╭─ Passage provided
Is Menopause a Disability under the ADA?

From the desk of Melanie Whetzel, M.A.

One of the frequent questions JAN receives from employers and employees alike is whether menopause is a disability under the Americans with Disabilities Act (ADA). To have a disability under the ADA, a person must have an impairment that substantially limits one or more major life activities. Examples of major life activities include, but are not limited to, caring for oneself, walking, talking, reading, breathing, and concentrating. When the ADA Amendments Act (ADAAA) was passed in 2008, the operation of a major bodily function was added to the list of major life activities, including the function of the reproductive system.

Natural menopause is the permanent ending of menstruation. Because menopause is an entirely normal consequence of human aging, it is not an impairment and therefore is not considered to be a disability under the ADA. However, not all women undergo natural menopause.

Menopause due to aging is clearly distinguishable from early loss or impairment of childbearing that results from a disease or disorder at child-bearing age or from induced menopause as a result of surgery or medical treatments. Chemotherapy and pelvic radiation therapy as well as surgical removal of reproductive organs can bring on sudden and severe menopause and its side effects, including the inability to have children. Because impairment is defined as any physiological disorder or condition, cosmetic disfigurement, or anatomical loss affecting one or more body systems, including the reproductive system, menopause under these circumstances may qualify as an impairment and therefore may be a disability under the ADA.
╰─
- Exercise
Continue the piece on whether menopause is a disability under the ADA, starting after its last sentence.
╭─ Provided information
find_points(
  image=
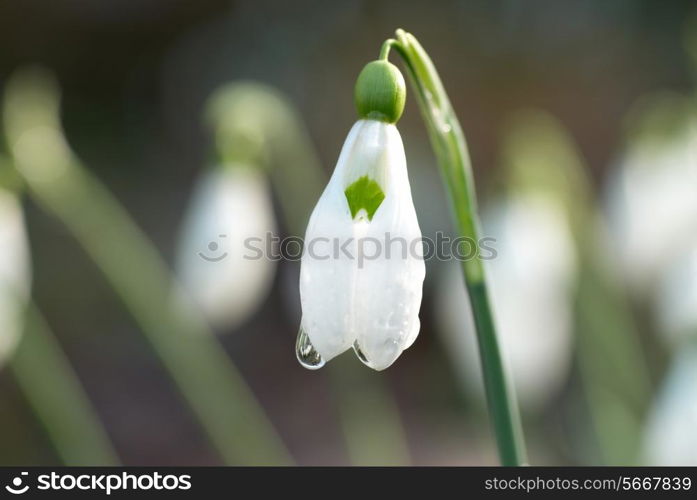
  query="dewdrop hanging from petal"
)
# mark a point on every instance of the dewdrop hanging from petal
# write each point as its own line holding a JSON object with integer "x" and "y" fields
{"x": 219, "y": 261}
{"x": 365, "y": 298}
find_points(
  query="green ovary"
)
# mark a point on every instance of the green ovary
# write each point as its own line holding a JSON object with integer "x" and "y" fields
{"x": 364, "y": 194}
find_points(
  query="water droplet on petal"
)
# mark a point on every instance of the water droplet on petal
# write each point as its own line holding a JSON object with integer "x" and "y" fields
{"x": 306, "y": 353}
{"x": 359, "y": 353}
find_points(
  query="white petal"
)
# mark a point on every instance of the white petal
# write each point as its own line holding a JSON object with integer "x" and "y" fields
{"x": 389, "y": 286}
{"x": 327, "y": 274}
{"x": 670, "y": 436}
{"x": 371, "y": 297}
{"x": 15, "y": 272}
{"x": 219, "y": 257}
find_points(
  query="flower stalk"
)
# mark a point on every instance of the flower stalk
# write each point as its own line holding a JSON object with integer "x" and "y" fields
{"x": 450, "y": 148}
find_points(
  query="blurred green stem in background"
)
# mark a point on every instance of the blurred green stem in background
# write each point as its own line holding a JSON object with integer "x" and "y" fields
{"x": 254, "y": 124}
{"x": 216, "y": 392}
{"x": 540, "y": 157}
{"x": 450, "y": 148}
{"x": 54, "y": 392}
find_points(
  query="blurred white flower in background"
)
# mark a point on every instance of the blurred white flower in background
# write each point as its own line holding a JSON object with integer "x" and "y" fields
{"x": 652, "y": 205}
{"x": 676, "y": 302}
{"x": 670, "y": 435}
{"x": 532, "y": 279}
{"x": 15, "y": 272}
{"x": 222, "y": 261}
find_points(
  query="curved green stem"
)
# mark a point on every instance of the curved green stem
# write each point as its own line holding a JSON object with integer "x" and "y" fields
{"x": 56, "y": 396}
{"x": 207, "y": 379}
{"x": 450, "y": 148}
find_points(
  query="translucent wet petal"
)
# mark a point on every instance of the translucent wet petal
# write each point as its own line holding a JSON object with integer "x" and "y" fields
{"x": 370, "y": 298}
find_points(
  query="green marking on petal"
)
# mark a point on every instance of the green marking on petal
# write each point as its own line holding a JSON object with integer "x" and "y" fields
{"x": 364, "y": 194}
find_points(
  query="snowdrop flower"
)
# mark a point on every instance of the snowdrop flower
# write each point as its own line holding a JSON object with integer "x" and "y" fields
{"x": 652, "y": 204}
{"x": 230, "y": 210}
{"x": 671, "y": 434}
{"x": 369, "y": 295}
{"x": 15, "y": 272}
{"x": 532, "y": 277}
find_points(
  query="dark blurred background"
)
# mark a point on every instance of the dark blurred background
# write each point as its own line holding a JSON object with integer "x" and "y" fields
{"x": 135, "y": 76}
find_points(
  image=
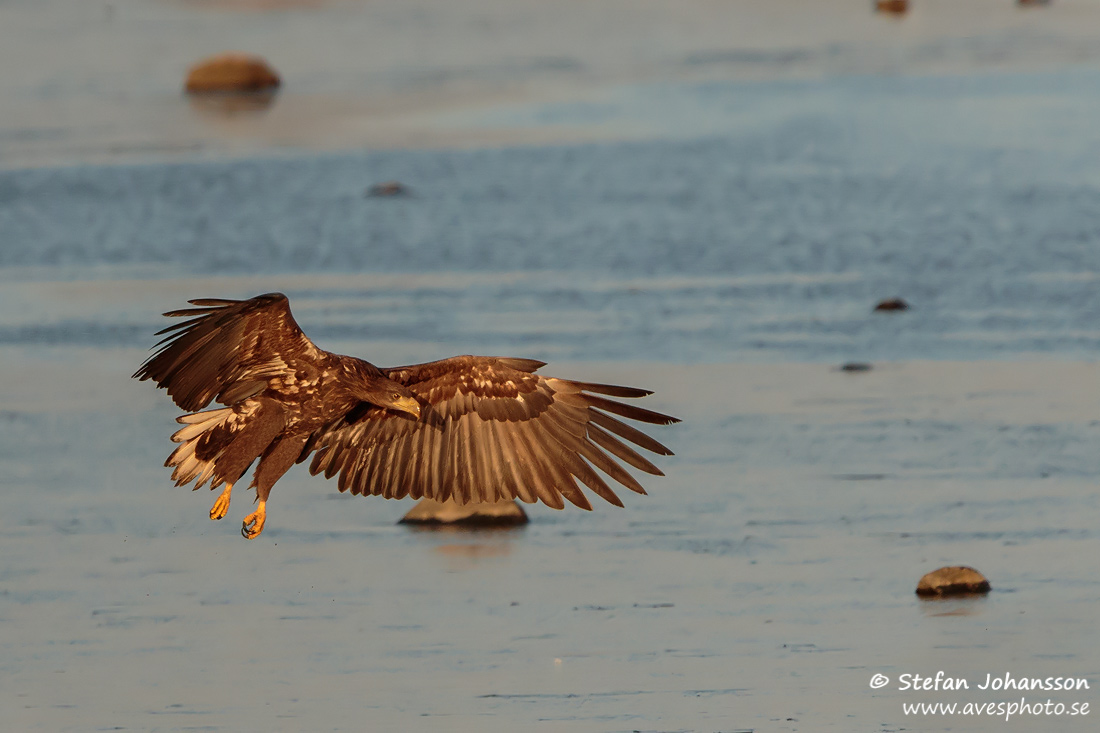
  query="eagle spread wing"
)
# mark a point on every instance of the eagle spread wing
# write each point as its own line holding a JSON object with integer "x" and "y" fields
╰─
- Response
Even though reproduction is considered a major life activity and someone limited in the ability to bear children could qualify as a person with a disability, we can clarify between menopause that is likely to and menopause that is not likely to qualify as a disability. When menopause occurs as a completely normal result of human aging, it is neither a physiological disorder nor a disability. Consequently, if a person does not have a disability, there is no obligation to accommodate under the ADA. However, employers are free to accommodate employees even when they do not have a disability.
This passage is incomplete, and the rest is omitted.